═════ EXTRAIT SOURCE
Les baobabs ont cette particularité d’être creux à l’intérieur. S’ils ne sont pas utilisés, ils peuvent jouer un rôle d'exutoire ou de confident : l'homme fait vœu de sacrifice contre sa malédiction en appuyant les deux mains sur son tronc. De façon marginale, il arrive qu’ils servent d'abri bus, d'habitation ou de cabane.
Dans son bulletin du comité d'études historiques et scientifiques de l'AOF publié en 1926, Michel Perron, administrateur des colonies, rapporte qu’à cette époque personne ne pouvait plus être insulté ni frappé s’il s’était réfugié dans le creux du tronc et sous les branches du baobab de Toumbou-bâ. Le véritable droit d'asile serait détenu ainsi par ce baobab, qui aurait donné la notoriété à tout le village grâce à ses vertus (op. cit. Gartnaud).
Espace sacré, lieu asilaire : les baobabs ont été souvent utilisés comme sépulture pour des griots, ainsi que pour certains lépreux.
Anne Bargès (1997) donne sens à cette coutume du fait de la transgression. Car le griot, comme le « lépreux », ont transgressé l’ordre sacré du Falo. Ils possèdent une puissance ambivalente qu’il faut stocker ou contrôler. Sinon cela peut provoquer des conséquences néfastes pour la terre ou pour les humains. C’est pourquoi leurs sépultures devaient être puissantes et étanches, comme celle du baobab.
Dans la société mandingue, la structure hiérarchique (homme libre / personne de caste / esclave ou captif) détermine les rapports de sens et de force. La conception du corps et de la personne est tributaire de l’appartenance des personnes aux castes, selon sa fonction sociale. Rappelons ici que la notion de personne (mâ) contient l’idée de force, de maîtrise, d’antériorité et de contact (terre-eau). La personne humaine, qui représente l’être premier, est l’aboutissement et la luminescence de la création en tant que sosie du créateur. Elle se compose du « tere » support de la personnalité, du « ni » principe de vie et du « jo » son double. Ses composantes restent associées aux formes de vie « naturelles » (extérieures au corps humain) ainsi qu’aux formes de vie passées, c’est-à-dire aux ancêtres et à leurs esprits.
══════════
═════ DONNÉES FOURNIES
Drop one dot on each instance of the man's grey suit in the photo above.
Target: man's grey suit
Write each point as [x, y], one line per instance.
══════════
* CONSIGNES ÉCRITES:
1: Dans l'extrait sur les baobabs, relevez les composantes de la personne humaine selon la société mandingue, avec le rôle attribué à chacune.
2: Reproduisez le passage de l'extrait sur les baobabs qui commence par « Espace sacré, lieu » et va jusqu'à « celle du baobab. ».
Les lignes ne sont pas nécessaires pour ce travail.

* CORRIGÉ DÉTAILLÉ:
1:
- le « tere », support de la personnalité
- le « ni », principe de vie
- le « jo », son double

2:
Espace sacré, lieu asilaire : les baobabs ont été souvent utilisés comme sépulture pour des griots, ainsi que pour certains lépreux.
Anne Bargès (1997) donne sens à cette coutume du fait de la transgression. Car le griot, comme le « lépreux », ont transgressé l’ordre sacré du Falo. Ils possèdent une puissance ambivalente qu’il faut stocker ou contrôler. Sinon cela peut provoquer des conséquences néfastes pour la terre ou pour les humains. C’est pourquoi leurs sépultures devaient être puissantes et étanches, comme celle du baobab.